▶ [JOB] Update the listing below by replacing every "bounding box" with "rectangle". Leave everything else unchanged.

━━━━━ INPUT ROWS ━━━━━

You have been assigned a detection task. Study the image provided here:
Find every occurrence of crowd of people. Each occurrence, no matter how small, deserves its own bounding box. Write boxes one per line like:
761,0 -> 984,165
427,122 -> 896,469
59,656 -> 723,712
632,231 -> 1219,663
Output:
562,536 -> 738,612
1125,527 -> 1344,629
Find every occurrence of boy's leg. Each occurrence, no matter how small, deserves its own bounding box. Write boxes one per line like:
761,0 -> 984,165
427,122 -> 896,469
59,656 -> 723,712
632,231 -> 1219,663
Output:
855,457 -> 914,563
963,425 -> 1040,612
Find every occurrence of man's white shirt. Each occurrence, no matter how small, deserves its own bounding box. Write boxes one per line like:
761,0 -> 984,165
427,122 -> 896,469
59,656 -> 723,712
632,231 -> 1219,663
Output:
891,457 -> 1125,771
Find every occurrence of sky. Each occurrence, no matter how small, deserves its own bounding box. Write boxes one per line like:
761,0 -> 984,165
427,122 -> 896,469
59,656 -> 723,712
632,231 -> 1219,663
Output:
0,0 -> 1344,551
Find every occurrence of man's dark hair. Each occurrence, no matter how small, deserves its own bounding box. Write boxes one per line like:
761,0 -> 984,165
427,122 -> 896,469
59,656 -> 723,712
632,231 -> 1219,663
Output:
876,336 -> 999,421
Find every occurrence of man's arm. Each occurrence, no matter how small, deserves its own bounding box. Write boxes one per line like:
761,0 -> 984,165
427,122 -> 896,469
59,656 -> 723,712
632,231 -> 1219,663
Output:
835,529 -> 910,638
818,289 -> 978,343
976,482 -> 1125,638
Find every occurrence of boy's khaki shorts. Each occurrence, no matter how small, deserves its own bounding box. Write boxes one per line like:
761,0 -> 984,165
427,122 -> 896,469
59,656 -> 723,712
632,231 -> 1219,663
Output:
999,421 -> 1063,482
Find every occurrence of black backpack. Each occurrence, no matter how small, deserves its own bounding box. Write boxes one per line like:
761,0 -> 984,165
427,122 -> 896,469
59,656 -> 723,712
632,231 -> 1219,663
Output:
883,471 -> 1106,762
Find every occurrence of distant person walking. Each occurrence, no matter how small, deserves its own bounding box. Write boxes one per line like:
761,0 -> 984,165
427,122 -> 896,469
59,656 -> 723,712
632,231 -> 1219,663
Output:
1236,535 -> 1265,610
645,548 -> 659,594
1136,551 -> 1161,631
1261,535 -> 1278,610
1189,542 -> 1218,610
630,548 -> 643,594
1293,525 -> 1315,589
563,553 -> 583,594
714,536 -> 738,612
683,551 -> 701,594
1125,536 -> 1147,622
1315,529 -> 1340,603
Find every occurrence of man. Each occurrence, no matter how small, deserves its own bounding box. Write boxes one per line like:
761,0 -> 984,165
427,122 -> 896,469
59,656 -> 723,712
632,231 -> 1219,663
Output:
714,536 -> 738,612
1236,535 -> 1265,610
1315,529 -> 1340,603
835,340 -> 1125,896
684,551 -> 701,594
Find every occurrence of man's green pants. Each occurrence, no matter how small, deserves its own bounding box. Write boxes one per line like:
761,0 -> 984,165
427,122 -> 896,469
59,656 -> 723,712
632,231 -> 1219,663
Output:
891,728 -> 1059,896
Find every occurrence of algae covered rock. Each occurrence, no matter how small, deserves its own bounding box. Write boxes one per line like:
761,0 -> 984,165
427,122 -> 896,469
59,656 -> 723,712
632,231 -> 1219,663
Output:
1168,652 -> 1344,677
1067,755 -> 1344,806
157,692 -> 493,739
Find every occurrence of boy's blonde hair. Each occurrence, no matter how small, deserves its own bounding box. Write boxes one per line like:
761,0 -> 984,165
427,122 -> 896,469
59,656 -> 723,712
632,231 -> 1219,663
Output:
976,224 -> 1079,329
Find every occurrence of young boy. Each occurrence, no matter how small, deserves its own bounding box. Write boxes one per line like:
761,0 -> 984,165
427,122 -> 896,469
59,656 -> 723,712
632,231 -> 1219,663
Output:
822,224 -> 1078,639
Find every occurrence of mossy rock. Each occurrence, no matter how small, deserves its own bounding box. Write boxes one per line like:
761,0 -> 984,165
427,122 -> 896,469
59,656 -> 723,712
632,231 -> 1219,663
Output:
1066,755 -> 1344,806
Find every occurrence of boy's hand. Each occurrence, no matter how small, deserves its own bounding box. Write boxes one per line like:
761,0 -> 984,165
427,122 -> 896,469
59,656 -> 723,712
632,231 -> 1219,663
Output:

━━━━━

▶ [RESPONSE TO THE EXERCISE]
You have been assigned a detection task. Study the image provided here:
Find every occurrence of crowd of people. Each occurrence, no matter how small, deserves its own rectangle. Write boxes one per line like:
761,0 -> 984,165
427,122 -> 896,469
59,656 -> 723,712
632,231 -> 1219,663
Output:
562,536 -> 738,612
1125,527 -> 1344,629
Find every occurrence of boy's leg. Each occurrence, no matter how small, deserves its own rectangle. Write boxes one per line like:
761,0 -> 984,165
427,122 -> 896,469
59,656 -> 723,712
632,231 -> 1219,663
Output:
855,457 -> 914,563
963,425 -> 1040,612
Find every occurrence of man's white shirt. Each occurrence, no matter how small, deserves its own rectangle. Write boxes one per line like:
761,0 -> 984,165
427,122 -> 896,469
59,656 -> 723,712
632,231 -> 1219,663
Output:
891,457 -> 1125,771
Find every occurrence of sky. Each occurrence, no matter how small, deserves its own rectangle. Write boxes one per line like:
761,0 -> 984,165
427,122 -> 896,469
59,656 -> 723,712
632,231 -> 1219,663
Output:
0,0 -> 1344,551
Find every occurrence of man's dark hair. Each occurrence, no matter how small, deserves its own rectangle. Write boxes one per line like:
761,0 -> 984,165
427,122 -> 896,469
59,656 -> 723,712
632,231 -> 1219,663
Output:
876,336 -> 999,421
Find every occurrence of man's arm. Each occurrence, no matter how small, deserves its own rectangle. Write boxes one per line like:
761,0 -> 984,165
427,122 -> 896,469
59,656 -> 723,712
632,231 -> 1219,663
Output:
835,529 -> 910,638
818,289 -> 978,343
976,482 -> 1125,638
Find every occurrence of boy's khaki shorts. Each occurrence, no matter how small, deserves its own rectangle. Write boxes one per line like:
761,0 -> 984,165
427,122 -> 896,469
59,656 -> 723,712
632,231 -> 1219,663
Output:
999,421 -> 1063,482
Find every occurrence of black backpack. Each occurrence, no matter how small, deserves its own rectangle. Write boxes one per line like:
761,0 -> 984,165
427,122 -> 896,469
59,656 -> 723,712
632,231 -> 1219,663
Output:
883,471 -> 1106,762
Find every occurrence of distant person walking. Each occurrence, no matter how small, deserves its own rectangle. Write boxes one per line like:
761,0 -> 984,165
427,122 -> 896,469
59,656 -> 723,712
632,231 -> 1219,663
Output:
1236,535 -> 1265,610
645,548 -> 659,594
1136,551 -> 1161,631
1261,535 -> 1278,610
1189,542 -> 1218,610
630,548 -> 643,594
1293,525 -> 1315,589
563,553 -> 583,594
714,536 -> 738,612
683,551 -> 701,594
1125,536 -> 1147,622
1315,529 -> 1340,603
Find every occurrence of man. Each occurrence, no matter how small, deserves its own rectangle. Write boxes one per line like:
761,0 -> 984,165
427,122 -> 896,469
59,656 -> 723,712
632,231 -> 1219,663
Output:
714,536 -> 738,612
1236,535 -> 1265,610
1315,529 -> 1340,603
835,340 -> 1125,896
684,551 -> 701,594
Find every occurrence of man's green pants. Each occurrence, no matter how small, deserves its own rectangle. Write boxes one per line like:
761,0 -> 984,165
427,122 -> 896,469
59,656 -> 723,712
632,231 -> 1219,663
Output:
891,728 -> 1059,896
Find every occurrence of algae covered rock. Each occurrence, no matter how small, deserves its own rectangle. Write boxes one per line like:
761,0 -> 984,165
427,122 -> 896,469
59,656 -> 723,712
632,231 -> 1219,663
Output:
1168,652 -> 1344,677
1067,755 -> 1344,806
157,692 -> 493,739
Find every occurrence of boy's blonde hair. Each occurrence, no matter how small, deserves its own rectangle. Write boxes one per line like:
761,0 -> 984,165
427,122 -> 896,469
59,656 -> 723,712
632,231 -> 1219,663
Output:
976,224 -> 1079,329
Find every occurrence of young boy. Each occurrence, no matter how small, deserves its own rectangle. Write boxes one per line like:
761,0 -> 984,165
427,122 -> 896,469
59,656 -> 723,712
632,231 -> 1219,663
Output:
822,224 -> 1078,639
Find every occurrence of mossy rock. Each occurrence, no matter how small, deserves its own rectangle. Write boxes one per line like:
761,0 -> 984,165
427,122 -> 896,469
59,656 -> 723,712
632,231 -> 1219,663
Output:
1066,755 -> 1344,806
Find every occurrence of boy's hand. Each occurrence, no matter how small, deserves its own rectangle. Write boxes one per line like:
761,0 -> 984,165
427,122 -> 896,469
59,656 -> 723,712
632,231 -> 1219,663
Output:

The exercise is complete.